▸ **PROBLEM DETAILS**
Reproduce every line of the listing below without alteration, omitting the pictures.
>> start ENTRIES PROVIDED
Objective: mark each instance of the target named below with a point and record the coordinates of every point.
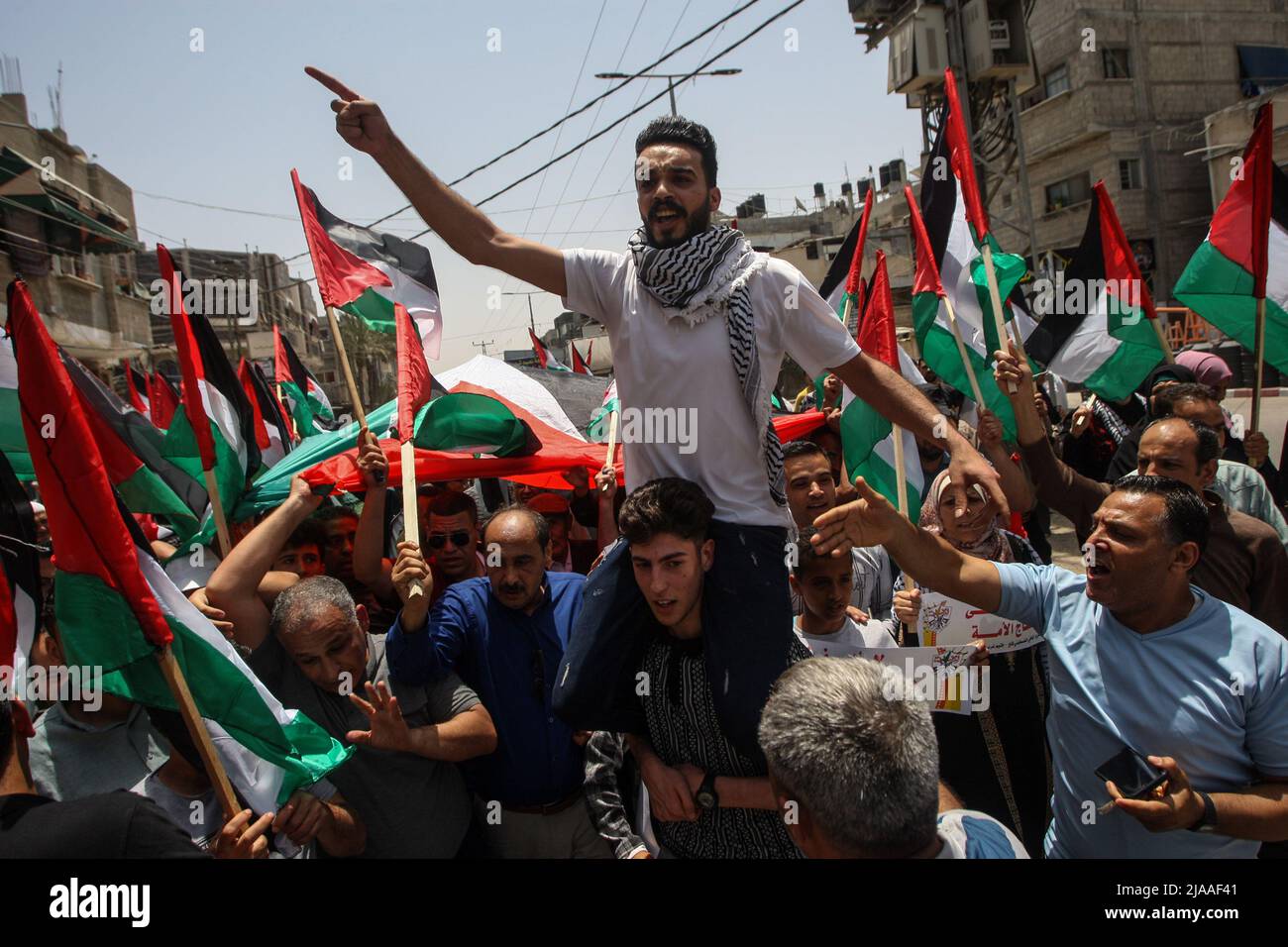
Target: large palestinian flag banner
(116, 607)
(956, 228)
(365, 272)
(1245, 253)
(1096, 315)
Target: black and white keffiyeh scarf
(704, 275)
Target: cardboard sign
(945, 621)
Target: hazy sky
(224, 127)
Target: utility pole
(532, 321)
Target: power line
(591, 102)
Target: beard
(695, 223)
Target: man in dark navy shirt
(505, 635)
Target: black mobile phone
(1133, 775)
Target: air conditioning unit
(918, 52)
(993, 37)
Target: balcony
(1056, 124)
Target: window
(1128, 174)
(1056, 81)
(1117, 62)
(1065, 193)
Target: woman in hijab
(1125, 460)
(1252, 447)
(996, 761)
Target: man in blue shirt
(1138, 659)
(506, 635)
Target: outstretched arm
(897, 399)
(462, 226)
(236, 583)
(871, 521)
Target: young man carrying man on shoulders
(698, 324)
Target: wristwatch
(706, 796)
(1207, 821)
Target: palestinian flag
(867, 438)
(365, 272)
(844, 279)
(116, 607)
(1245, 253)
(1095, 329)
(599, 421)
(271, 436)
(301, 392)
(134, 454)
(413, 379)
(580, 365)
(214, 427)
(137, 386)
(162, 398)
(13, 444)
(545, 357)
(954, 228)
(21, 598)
>> end ENTRIES PROVIDED
▸ **COMPLETED TASK**
Objective: mark each instance of the target named below with a point and record the coordinates of every point.
Target: large palestinian flag banner
(116, 607)
(956, 228)
(365, 272)
(1245, 253)
(1096, 315)
Target: black and white keffiyeh scarf
(704, 275)
Target: cardboard sign
(945, 621)
Target: hazy sky
(224, 127)
Target: utility pole
(532, 321)
Target: power line
(591, 102)
Target: beard
(695, 223)
Target: man in dark navy shirt
(505, 635)
Target: black mobile phone
(1133, 775)
Target: air conditioning unit
(918, 52)
(993, 37)
Target: balcony
(1056, 124)
Target: window
(1128, 174)
(1056, 81)
(1117, 62)
(1065, 193)
Target: woman in hijab
(1125, 460)
(1252, 447)
(996, 761)
Target: man in blue shirt
(1138, 659)
(506, 635)
Target: outstretched arm
(897, 399)
(462, 226)
(236, 583)
(871, 521)
Target: young man carrying man on shoulders
(698, 324)
Target: wristwatch
(706, 796)
(1207, 821)
Target: palestinian flag
(867, 438)
(365, 272)
(844, 279)
(116, 607)
(1245, 253)
(1095, 329)
(599, 421)
(271, 436)
(301, 392)
(134, 454)
(413, 379)
(580, 365)
(214, 427)
(137, 386)
(162, 398)
(13, 444)
(545, 357)
(954, 228)
(21, 598)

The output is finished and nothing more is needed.